Work to do -
Turn the entries below into a two-column CSV with the headers "prompt" and "points", one row per entry. Put each entry's text and its answer in a single quoted field apiece, replacing any line breaks with spaces.

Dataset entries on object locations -

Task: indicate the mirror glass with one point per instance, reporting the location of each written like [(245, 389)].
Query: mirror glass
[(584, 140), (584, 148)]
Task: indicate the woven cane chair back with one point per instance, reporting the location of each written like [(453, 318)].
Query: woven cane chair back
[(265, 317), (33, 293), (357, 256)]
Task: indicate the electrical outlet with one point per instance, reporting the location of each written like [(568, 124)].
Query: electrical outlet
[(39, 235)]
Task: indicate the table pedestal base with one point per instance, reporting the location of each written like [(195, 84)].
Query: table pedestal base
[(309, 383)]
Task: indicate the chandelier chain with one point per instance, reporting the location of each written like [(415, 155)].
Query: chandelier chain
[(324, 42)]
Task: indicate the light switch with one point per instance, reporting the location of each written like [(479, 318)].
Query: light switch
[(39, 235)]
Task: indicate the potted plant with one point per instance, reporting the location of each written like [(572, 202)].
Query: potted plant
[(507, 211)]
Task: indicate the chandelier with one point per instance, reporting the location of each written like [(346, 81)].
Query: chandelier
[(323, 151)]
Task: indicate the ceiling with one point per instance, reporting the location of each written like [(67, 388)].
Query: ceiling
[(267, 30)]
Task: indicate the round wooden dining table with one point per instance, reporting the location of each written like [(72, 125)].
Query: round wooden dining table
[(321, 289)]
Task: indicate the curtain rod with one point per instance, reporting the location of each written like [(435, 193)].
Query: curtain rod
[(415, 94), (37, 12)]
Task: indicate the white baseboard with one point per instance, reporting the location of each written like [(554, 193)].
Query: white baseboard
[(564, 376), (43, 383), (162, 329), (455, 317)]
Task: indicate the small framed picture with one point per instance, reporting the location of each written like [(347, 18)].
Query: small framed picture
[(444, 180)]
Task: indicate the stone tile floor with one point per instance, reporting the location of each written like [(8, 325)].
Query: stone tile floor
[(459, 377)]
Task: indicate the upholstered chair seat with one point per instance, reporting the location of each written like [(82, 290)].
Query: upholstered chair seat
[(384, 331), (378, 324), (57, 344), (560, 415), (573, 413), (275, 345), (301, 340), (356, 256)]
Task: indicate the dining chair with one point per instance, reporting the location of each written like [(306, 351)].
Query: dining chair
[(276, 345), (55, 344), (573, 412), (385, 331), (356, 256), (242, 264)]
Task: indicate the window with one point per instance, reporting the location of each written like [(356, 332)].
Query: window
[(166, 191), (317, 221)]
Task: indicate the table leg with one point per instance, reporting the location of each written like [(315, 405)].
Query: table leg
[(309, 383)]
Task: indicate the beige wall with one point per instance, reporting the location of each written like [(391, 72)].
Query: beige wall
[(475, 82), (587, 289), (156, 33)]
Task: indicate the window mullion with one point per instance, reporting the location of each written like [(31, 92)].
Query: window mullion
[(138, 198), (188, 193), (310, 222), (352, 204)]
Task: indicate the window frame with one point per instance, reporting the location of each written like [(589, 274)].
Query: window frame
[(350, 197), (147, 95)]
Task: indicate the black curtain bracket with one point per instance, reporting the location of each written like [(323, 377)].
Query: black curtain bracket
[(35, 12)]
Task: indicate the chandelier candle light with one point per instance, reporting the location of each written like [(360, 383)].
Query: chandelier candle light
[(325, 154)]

Final answer -
prompt,points
"Task: indicate the mirror glass with one point per instance, reporting the location of each written like [(245, 389)]. Query: mirror glass","[(584, 140), (584, 148)]"
"Task: indicate the woven cane chair back with one point per instance, reporting the location of each written like [(453, 318)]. Query: woven cane chair back","[(265, 317), (33, 293), (357, 256)]"
"Task: indicate the electrical outlet with one point per instance, reporting the location of each written like [(568, 124)]. Query: electrical outlet","[(39, 235)]"
"Task: indicate the table pedestal base with one point per instance, reporting the location of each written like [(195, 84)]. Query: table pedestal base","[(309, 383)]"
"Task: indicate the chandelier chain with one point per instance, reporting the location of each written like [(415, 155)]. Query: chandelier chain","[(324, 42)]"
"Task: indicate the light switch with one point per instance, reporting the location of each written like [(479, 318)]. Query: light switch","[(39, 235)]"
"Task: indicate the potted plant with one point per instance, reporting the location of each written like [(572, 202)]. Query: potted plant","[(507, 211)]"
"Task: indicate the chandelier with one point per instance, reporting the location of each written like [(346, 81)]. Query: chandelier","[(323, 151)]"
"Task: indicate the ceiling with one point per instance, reporting the location of each written like [(67, 388)]. Query: ceiling","[(267, 30)]"
"Task: indicate the round wooden dining table with one point per instance, reporting the location of each written like [(72, 125)]. Query: round wooden dining table","[(321, 289)]"
"Task: indicate the curtain rod with one point per instance, reporting the location of each written like [(435, 193)]. Query: curtain rod","[(415, 94), (37, 12)]"
"Task: indicate the white baseboard with one point per instance, reporting the location of each written like [(554, 193)]. Query: white baseboard","[(564, 376), (43, 383), (162, 329), (455, 317)]"
"Task: indicate the small framed picture with one point per instance, reporting the location of each written like [(347, 18)]. Query: small framed picture","[(444, 180)]"
"Task: indicate the stone tile floor with one point per instance, reporting the location of each written like [(8, 325)]. Query: stone tile floor","[(459, 377)]"
"Task: indicate the upholstered chair seat with one point per instance, reporting the location of each written like [(82, 290)]. Query: upholstered chair seat","[(384, 331), (378, 324), (57, 344), (560, 415), (573, 413), (275, 345), (301, 340), (356, 256)]"
"Task: indicate the dining chair with one point per instance, reporting the location of each written like [(306, 351)]. Query: dining chair","[(276, 345), (55, 344), (573, 412), (385, 331), (356, 256), (242, 264)]"
"Task: indicate the window with one point per instance, reporting the location of each written like [(356, 332)]. Query: window","[(166, 191), (317, 221)]"
"Task: indicate the table leg with one point per instance, reporting the location of each written like [(315, 405)]. Query: table leg","[(309, 383)]"
"Task: indicate the beige wall with one point per instance, reporting the location of each written like [(391, 72)]. Query: beige wall","[(475, 82), (587, 289), (156, 33)]"
"Task: indicate the window mullion with one point per instance, reporting the location of each written like [(31, 92)]. Query: window mullion","[(138, 198), (188, 193), (310, 222), (352, 204)]"
"Task: indicate the window frame with one point per instance, reporting the location of each written like [(589, 274)]. Query: window frame","[(350, 197), (147, 95)]"
"Task: indicate the black curtain bracket with one point per instance, reporting the location of each written like [(323, 377)]. Query: black curtain bracket","[(35, 12)]"
"Task: indicate the chandelier candle light with one point per instance, reporting the location of each written like [(360, 383)]. Query: chandelier candle light","[(325, 154)]"